Starting at the line that contains "Where can the woman's hand", return every line down to the end of the records below, exactly as written.

──────── Records provided

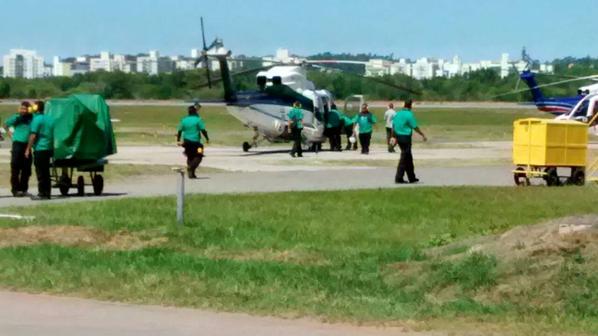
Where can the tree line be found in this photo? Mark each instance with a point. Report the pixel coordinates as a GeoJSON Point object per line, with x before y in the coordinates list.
{"type": "Point", "coordinates": [482, 85]}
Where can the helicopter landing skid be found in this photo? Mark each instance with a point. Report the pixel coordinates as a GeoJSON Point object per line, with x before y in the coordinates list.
{"type": "Point", "coordinates": [254, 141]}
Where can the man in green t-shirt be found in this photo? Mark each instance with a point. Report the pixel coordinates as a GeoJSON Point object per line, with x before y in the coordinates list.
{"type": "Point", "coordinates": [20, 166]}
{"type": "Point", "coordinates": [333, 126]}
{"type": "Point", "coordinates": [41, 141]}
{"type": "Point", "coordinates": [403, 125]}
{"type": "Point", "coordinates": [365, 121]}
{"type": "Point", "coordinates": [190, 129]}
{"type": "Point", "coordinates": [295, 124]}
{"type": "Point", "coordinates": [348, 124]}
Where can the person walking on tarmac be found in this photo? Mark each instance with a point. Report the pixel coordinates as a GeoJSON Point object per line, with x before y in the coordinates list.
{"type": "Point", "coordinates": [20, 166]}
{"type": "Point", "coordinates": [295, 124]}
{"type": "Point", "coordinates": [365, 121]}
{"type": "Point", "coordinates": [403, 125]}
{"type": "Point", "coordinates": [348, 124]}
{"type": "Point", "coordinates": [41, 142]}
{"type": "Point", "coordinates": [191, 128]}
{"type": "Point", "coordinates": [334, 129]}
{"type": "Point", "coordinates": [388, 116]}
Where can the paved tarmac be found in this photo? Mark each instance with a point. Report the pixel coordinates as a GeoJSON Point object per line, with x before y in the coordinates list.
{"type": "Point", "coordinates": [299, 180]}
{"type": "Point", "coordinates": [36, 315]}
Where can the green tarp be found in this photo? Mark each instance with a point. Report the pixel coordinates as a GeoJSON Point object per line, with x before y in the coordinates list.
{"type": "Point", "coordinates": [82, 128]}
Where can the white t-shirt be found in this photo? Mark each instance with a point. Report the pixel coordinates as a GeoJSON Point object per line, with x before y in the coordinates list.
{"type": "Point", "coordinates": [388, 116]}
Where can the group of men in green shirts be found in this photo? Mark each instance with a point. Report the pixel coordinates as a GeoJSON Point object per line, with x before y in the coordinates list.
{"type": "Point", "coordinates": [32, 141]}
{"type": "Point", "coordinates": [402, 124]}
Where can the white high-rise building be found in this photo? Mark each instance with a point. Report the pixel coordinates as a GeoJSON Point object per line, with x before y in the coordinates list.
{"type": "Point", "coordinates": [21, 63]}
{"type": "Point", "coordinates": [153, 64]}
{"type": "Point", "coordinates": [61, 69]}
{"type": "Point", "coordinates": [104, 62]}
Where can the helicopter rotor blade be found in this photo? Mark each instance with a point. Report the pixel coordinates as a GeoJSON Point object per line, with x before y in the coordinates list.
{"type": "Point", "coordinates": [238, 73]}
{"type": "Point", "coordinates": [592, 77]}
{"type": "Point", "coordinates": [205, 56]}
{"type": "Point", "coordinates": [372, 79]}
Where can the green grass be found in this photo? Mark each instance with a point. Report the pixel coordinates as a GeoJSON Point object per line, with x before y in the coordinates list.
{"type": "Point", "coordinates": [327, 254]}
{"type": "Point", "coordinates": [157, 124]}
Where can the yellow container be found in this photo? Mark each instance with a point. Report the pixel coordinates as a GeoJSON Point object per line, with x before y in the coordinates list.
{"type": "Point", "coordinates": [549, 142]}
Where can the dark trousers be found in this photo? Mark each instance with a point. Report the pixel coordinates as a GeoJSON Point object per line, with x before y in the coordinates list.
{"type": "Point", "coordinates": [41, 159]}
{"type": "Point", "coordinates": [406, 161]}
{"type": "Point", "coordinates": [334, 136]}
{"type": "Point", "coordinates": [194, 153]}
{"type": "Point", "coordinates": [296, 137]}
{"type": "Point", "coordinates": [364, 141]}
{"type": "Point", "coordinates": [20, 168]}
{"type": "Point", "coordinates": [349, 134]}
{"type": "Point", "coordinates": [388, 136]}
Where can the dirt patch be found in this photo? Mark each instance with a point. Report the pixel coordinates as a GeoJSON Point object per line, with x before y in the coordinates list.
{"type": "Point", "coordinates": [541, 266]}
{"type": "Point", "coordinates": [69, 235]}
{"type": "Point", "coordinates": [556, 238]}
{"type": "Point", "coordinates": [299, 257]}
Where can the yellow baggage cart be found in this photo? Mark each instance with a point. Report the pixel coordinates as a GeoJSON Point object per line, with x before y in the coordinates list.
{"type": "Point", "coordinates": [542, 146]}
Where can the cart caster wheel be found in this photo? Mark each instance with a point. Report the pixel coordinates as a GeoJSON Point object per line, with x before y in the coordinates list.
{"type": "Point", "coordinates": [98, 184]}
{"type": "Point", "coordinates": [64, 185]}
{"type": "Point", "coordinates": [80, 186]}
{"type": "Point", "coordinates": [521, 179]}
{"type": "Point", "coordinates": [578, 177]}
{"type": "Point", "coordinates": [551, 177]}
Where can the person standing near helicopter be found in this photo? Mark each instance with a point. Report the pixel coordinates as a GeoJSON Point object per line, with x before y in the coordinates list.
{"type": "Point", "coordinates": [20, 166]}
{"type": "Point", "coordinates": [191, 128]}
{"type": "Point", "coordinates": [333, 125]}
{"type": "Point", "coordinates": [365, 121]}
{"type": "Point", "coordinates": [295, 125]}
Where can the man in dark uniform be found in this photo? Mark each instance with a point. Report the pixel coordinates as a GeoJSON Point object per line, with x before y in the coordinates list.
{"type": "Point", "coordinates": [295, 124]}
{"type": "Point", "coordinates": [334, 126]}
{"type": "Point", "coordinates": [403, 125]}
{"type": "Point", "coordinates": [41, 141]}
{"type": "Point", "coordinates": [20, 166]}
{"type": "Point", "coordinates": [190, 128]}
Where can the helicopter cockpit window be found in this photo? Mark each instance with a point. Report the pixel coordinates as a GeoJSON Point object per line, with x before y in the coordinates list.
{"type": "Point", "coordinates": [582, 110]}
{"type": "Point", "coordinates": [595, 110]}
{"type": "Point", "coordinates": [261, 82]}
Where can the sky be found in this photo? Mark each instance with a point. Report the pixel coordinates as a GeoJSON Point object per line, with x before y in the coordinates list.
{"type": "Point", "coordinates": [472, 29]}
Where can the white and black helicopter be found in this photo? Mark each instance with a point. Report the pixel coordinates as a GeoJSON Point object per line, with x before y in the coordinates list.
{"type": "Point", "coordinates": [278, 87]}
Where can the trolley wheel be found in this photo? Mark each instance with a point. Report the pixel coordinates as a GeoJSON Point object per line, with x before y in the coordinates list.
{"type": "Point", "coordinates": [80, 186]}
{"type": "Point", "coordinates": [521, 178]}
{"type": "Point", "coordinates": [98, 184]}
{"type": "Point", "coordinates": [578, 177]}
{"type": "Point", "coordinates": [64, 184]}
{"type": "Point", "coordinates": [551, 177]}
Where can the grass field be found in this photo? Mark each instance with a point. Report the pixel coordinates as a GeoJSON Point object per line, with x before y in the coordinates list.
{"type": "Point", "coordinates": [157, 124]}
{"type": "Point", "coordinates": [347, 255]}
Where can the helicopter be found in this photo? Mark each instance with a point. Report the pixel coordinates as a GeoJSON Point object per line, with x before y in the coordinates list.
{"type": "Point", "coordinates": [559, 106]}
{"type": "Point", "coordinates": [278, 86]}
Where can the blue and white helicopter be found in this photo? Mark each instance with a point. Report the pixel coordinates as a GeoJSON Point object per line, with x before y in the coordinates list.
{"type": "Point", "coordinates": [265, 108]}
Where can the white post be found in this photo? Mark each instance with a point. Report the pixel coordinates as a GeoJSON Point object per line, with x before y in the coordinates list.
{"type": "Point", "coordinates": [180, 201]}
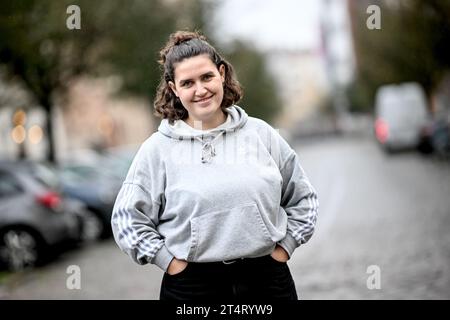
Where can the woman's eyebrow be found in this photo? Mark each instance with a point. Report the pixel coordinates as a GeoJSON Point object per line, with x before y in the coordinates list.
{"type": "Point", "coordinates": [208, 73]}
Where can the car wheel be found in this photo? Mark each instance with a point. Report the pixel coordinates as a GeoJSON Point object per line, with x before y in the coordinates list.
{"type": "Point", "coordinates": [92, 228]}
{"type": "Point", "coordinates": [20, 249]}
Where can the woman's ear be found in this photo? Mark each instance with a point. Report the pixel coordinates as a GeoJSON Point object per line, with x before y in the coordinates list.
{"type": "Point", "coordinates": [172, 86]}
{"type": "Point", "coordinates": [222, 72]}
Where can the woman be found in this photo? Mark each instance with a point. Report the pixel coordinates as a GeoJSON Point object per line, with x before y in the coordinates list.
{"type": "Point", "coordinates": [215, 198]}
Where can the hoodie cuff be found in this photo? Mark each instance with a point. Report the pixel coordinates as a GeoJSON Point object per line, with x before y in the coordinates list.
{"type": "Point", "coordinates": [163, 258]}
{"type": "Point", "coordinates": [289, 244]}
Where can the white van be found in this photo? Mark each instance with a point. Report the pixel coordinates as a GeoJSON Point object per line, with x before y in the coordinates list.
{"type": "Point", "coordinates": [400, 115]}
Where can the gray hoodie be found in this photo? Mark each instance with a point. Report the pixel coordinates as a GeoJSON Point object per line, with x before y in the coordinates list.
{"type": "Point", "coordinates": [231, 192]}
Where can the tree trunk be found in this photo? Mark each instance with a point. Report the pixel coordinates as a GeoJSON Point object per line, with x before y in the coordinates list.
{"type": "Point", "coordinates": [46, 104]}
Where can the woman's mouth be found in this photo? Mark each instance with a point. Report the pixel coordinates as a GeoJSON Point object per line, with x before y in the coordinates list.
{"type": "Point", "coordinates": [204, 100]}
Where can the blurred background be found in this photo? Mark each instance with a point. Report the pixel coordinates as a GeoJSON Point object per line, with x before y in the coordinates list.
{"type": "Point", "coordinates": [360, 89]}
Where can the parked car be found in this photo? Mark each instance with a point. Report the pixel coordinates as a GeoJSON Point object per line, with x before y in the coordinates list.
{"type": "Point", "coordinates": [35, 221]}
{"type": "Point", "coordinates": [93, 185]}
{"type": "Point", "coordinates": [400, 116]}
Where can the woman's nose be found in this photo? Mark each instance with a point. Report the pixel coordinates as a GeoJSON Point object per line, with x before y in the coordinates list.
{"type": "Point", "coordinates": [200, 90]}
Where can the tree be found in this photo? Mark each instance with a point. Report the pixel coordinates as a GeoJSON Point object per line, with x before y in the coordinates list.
{"type": "Point", "coordinates": [412, 45]}
{"type": "Point", "coordinates": [260, 95]}
{"type": "Point", "coordinates": [116, 37]}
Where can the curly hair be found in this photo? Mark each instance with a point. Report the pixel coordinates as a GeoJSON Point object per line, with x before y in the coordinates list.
{"type": "Point", "coordinates": [183, 45]}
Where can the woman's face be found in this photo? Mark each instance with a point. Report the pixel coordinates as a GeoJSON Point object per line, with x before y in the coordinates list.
{"type": "Point", "coordinates": [199, 86]}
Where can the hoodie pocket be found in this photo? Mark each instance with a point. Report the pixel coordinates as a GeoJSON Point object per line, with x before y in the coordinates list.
{"type": "Point", "coordinates": [229, 234]}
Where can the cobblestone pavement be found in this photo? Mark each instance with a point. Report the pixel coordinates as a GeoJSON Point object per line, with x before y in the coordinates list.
{"type": "Point", "coordinates": [387, 211]}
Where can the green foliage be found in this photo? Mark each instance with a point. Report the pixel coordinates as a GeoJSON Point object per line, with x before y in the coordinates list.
{"type": "Point", "coordinates": [260, 95]}
{"type": "Point", "coordinates": [413, 45]}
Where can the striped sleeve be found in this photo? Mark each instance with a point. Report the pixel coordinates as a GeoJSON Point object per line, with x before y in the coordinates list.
{"type": "Point", "coordinates": [134, 220]}
{"type": "Point", "coordinates": [299, 201]}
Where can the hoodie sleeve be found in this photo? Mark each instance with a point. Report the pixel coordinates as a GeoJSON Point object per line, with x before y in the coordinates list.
{"type": "Point", "coordinates": [298, 197]}
{"type": "Point", "coordinates": [136, 212]}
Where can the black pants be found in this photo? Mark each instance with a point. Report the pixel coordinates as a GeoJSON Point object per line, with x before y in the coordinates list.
{"type": "Point", "coordinates": [261, 279]}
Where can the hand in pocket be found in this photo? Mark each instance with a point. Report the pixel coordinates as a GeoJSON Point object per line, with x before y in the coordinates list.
{"type": "Point", "coordinates": [176, 266]}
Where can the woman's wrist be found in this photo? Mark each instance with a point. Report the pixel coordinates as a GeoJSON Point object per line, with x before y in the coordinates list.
{"type": "Point", "coordinates": [176, 266]}
{"type": "Point", "coordinates": [279, 254]}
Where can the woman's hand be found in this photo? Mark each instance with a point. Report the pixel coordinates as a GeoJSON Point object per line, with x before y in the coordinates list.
{"type": "Point", "coordinates": [176, 266]}
{"type": "Point", "coordinates": [279, 254]}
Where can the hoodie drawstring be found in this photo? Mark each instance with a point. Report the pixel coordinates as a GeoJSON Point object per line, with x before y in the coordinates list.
{"type": "Point", "coordinates": [208, 150]}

────────────────

▶ **Task answer**
Where can the woman's hand be found in this photo? Mark each instance with a point. Report the pixel coordinates as a GeoJSON Point object per line, with x before y in the coordinates list.
{"type": "Point", "coordinates": [176, 266]}
{"type": "Point", "coordinates": [279, 254]}
Where can the hoodie drawstring be found in this photo? Mark each instance with a point. Report the pixel coordinates as a GeoJSON Point object per line, with x before y in the coordinates list.
{"type": "Point", "coordinates": [208, 150]}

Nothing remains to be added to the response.